PROMPT 1: Retype every line of the point labeling records below exactly, leaving out the pictures.

ARTICLE:
I've found 2 almost-duplicates of this question:
- Find all the continuous functions that satisfy $[f(t)]^2=F(t)-F(0)$
- If $\int_0^xf(t)dt=[f(x)]^2$ but $f(x)\neq 0$, what is $f(x)$?
However, the solutions assume that $f$ is differentiable. I want to find all continuous functions that satisfy it, differentiable or not.
So we already have:
- $f(x)=x/2$
- $f(x)=0$
Can we find other continuous functions? If not, how can we prove that no more exist?
If $f$ is continuous, then $\int_0^xf(t)\,\mathrm dt$ is differentiable by the Fundamental Theorem of Calculus. Thus, the equal quantity $(f(x))^2$ is differentiable (and note that it's nonnegative). Then $\sqrt{(f(x))^2}=|f(x)|$ is differentiable wherever $f(x)\ne0$ by the Chain Rule.
Since $f$ is continuous, it can't jump from positive to negative without crossing $0$ (by the intermediate value theorem). So $f$ is positive/negative on entire intervals. On an interval where $f$ is nonzero, $|f(x)|$ is $f(x)$ on the whole interval or $-f(x)$ on the whole interval. In the former case, $f(x)$ is differentiable on the interval. In the latter case, it's still differentiable on the interval by the constant multiple rule.

(Records from a point labeling set)
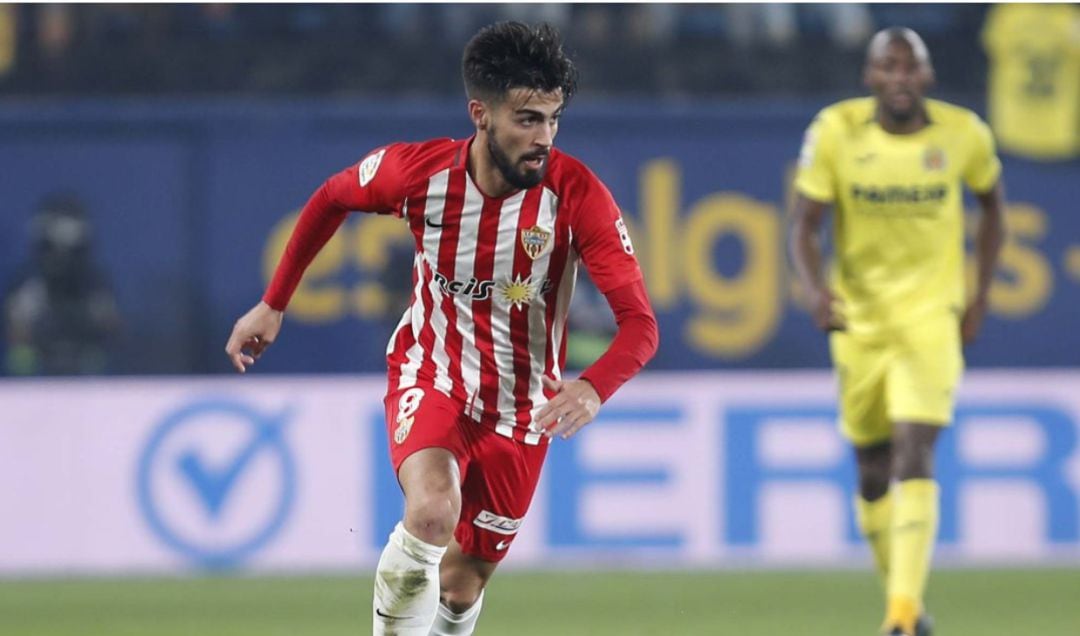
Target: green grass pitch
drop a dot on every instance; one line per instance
(966, 603)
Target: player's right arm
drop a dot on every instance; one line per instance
(374, 185)
(805, 245)
(814, 184)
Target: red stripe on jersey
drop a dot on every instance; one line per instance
(447, 262)
(404, 338)
(557, 267)
(520, 314)
(484, 269)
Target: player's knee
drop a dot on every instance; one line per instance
(431, 516)
(874, 483)
(462, 595)
(914, 462)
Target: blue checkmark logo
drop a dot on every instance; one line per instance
(183, 463)
(213, 485)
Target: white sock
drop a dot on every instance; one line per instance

PROMPT 2: Echo the passage of the math discussion from "So we already" to "constant multiple rule." word for word.

TASK SOLUTION 1:
Target: green grass pitch
drop a dot on every instance; one line per instance
(966, 603)
Target: player's right arm
drop a dot on every instance; one line per instance
(374, 185)
(805, 245)
(814, 184)
Target: red stripe on jersey
drop a dot on every instance; one line per instance
(447, 262)
(404, 338)
(557, 267)
(520, 314)
(484, 269)
Target: player's knee
drop a dot on every instance; one line per instance
(431, 516)
(874, 483)
(462, 595)
(914, 462)
Target: blue checkmark logo
drop a dot on every instance; one line per instance
(183, 463)
(213, 485)
Target: white sock
drop a dot on every instance; one line per instance

TASK SOLUTION 2:
So we already have:
- $f(x)=x/2$
- $f(x)=0$
Can we find other continuous functions? If not, how can we prove that no more exist?
If $f$ is continuous, then $\int_0^xf(t)\,\mathrm dt$ is differentiable by the Fundamental Theorem of Calculus. Thus, the equal quantity $(f(x))^2$ is differentiable (and note that it's nonnegative). Then $\sqrt{(f(x))^2}=|f(x)|$ is differentiable wherever $f(x)\ne0$ by the Chain Rule.
Since $f$ is continuous, it can't jump from positive to negative without crossing $0$ (by the intermediate value theorem). So $f$ is positive/negative on entire intervals. On an interval where $f$ is nonzero, $|f(x)|$ is $f(x)$ on the whole interval or $-f(x)$ on the whole interval. In the former case, $f(x)$ is differentiable on the interval. In the latter case, it's still differentiable on the interval by the constant multiple rule.